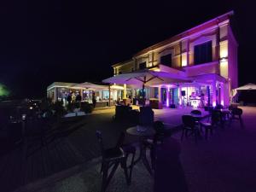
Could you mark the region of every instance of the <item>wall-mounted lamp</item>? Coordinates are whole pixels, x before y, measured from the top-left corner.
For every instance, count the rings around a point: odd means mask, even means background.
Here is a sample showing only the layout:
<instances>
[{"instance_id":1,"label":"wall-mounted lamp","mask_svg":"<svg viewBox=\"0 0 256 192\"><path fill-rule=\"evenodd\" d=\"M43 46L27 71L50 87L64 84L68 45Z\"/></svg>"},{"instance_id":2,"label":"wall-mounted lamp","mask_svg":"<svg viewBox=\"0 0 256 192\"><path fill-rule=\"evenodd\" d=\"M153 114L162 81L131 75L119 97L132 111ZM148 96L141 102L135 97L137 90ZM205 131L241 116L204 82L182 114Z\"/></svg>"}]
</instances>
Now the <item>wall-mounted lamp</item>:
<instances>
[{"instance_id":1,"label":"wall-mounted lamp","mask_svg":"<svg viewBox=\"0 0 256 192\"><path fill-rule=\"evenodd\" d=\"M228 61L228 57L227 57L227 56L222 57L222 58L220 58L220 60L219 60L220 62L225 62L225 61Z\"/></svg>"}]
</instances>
------------------------------------------------
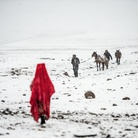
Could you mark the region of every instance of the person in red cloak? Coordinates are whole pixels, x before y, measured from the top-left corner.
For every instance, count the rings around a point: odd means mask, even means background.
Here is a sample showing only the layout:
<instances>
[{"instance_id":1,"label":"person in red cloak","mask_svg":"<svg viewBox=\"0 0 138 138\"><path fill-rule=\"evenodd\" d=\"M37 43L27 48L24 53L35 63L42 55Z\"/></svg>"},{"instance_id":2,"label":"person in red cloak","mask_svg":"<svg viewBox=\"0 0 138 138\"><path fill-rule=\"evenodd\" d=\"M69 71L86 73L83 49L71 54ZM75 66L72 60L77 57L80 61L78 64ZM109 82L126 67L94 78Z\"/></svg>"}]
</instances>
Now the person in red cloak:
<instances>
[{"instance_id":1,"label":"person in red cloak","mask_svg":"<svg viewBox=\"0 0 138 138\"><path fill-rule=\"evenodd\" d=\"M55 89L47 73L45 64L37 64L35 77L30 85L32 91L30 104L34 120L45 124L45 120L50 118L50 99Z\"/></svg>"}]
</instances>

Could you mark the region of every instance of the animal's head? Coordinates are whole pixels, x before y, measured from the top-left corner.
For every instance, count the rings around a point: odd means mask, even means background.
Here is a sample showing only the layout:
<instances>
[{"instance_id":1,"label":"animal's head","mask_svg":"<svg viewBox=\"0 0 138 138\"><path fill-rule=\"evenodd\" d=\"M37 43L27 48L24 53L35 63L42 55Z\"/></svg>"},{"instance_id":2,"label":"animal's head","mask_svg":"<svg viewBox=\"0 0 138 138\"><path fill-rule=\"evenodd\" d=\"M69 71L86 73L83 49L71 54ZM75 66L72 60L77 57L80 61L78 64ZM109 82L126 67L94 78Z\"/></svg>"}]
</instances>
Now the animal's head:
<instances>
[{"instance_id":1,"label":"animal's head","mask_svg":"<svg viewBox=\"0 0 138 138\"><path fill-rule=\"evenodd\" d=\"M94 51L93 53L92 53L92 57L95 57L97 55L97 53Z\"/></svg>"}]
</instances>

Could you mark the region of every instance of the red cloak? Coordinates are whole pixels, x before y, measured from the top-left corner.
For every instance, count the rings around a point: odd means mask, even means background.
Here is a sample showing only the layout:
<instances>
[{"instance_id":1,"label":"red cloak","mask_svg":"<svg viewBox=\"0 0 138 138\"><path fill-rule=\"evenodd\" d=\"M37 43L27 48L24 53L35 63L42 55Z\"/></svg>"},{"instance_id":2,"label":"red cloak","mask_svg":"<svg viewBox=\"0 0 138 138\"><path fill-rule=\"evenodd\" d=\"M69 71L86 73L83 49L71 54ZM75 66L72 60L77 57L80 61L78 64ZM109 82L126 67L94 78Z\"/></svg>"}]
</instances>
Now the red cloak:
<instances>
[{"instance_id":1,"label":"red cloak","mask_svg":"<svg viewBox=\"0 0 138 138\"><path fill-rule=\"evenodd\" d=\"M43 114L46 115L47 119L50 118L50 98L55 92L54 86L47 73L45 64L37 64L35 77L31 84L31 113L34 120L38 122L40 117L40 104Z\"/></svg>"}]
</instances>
------------------------------------------------
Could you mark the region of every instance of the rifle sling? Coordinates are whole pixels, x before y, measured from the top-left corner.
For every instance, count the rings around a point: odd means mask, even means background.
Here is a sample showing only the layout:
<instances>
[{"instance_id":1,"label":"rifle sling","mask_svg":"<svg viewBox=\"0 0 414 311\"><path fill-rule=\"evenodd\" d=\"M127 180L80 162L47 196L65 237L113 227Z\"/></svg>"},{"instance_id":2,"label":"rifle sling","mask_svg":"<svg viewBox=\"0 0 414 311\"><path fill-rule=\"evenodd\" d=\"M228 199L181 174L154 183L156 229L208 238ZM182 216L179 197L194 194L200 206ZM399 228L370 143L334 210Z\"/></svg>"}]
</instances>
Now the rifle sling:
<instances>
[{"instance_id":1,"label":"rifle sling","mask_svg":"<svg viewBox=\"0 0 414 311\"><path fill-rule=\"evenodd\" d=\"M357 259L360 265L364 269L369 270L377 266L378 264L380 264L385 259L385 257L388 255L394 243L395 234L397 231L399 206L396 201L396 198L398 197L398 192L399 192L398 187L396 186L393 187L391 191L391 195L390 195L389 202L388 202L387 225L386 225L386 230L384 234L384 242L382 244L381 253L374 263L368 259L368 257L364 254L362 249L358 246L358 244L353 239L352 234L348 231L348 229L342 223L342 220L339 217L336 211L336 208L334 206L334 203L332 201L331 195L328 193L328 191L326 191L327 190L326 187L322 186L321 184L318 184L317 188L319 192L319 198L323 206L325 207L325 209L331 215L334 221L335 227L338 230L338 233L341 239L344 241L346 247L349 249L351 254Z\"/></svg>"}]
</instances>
------------------------------------------------
### WHAT THE TASK REQUIRES
Identify every line in the records above that contains the word "Could", and copy each of those lines in full.

### RESPONSE
Could you mark the region of every instance of the <item>wall-mounted lamp</item>? Coordinates are whole pixels, x before y, measured from the top-left corner.
Could you mark the region of every instance of the person in red cloak? Coordinates are whole pixels, x before y, measured from the top-left corner.
Could you mark the region of every instance of the animal's head? Coordinates are whole pixels, x before y, measured from the top-left corner.
Could you mark the region of every instance of the red cloak? Coordinates are whole pixels, x before y, measured from the top-left corner.
Could you mark the region of every instance of the rifle sling? Coordinates are whole pixels, x before y, measured from the top-left corner.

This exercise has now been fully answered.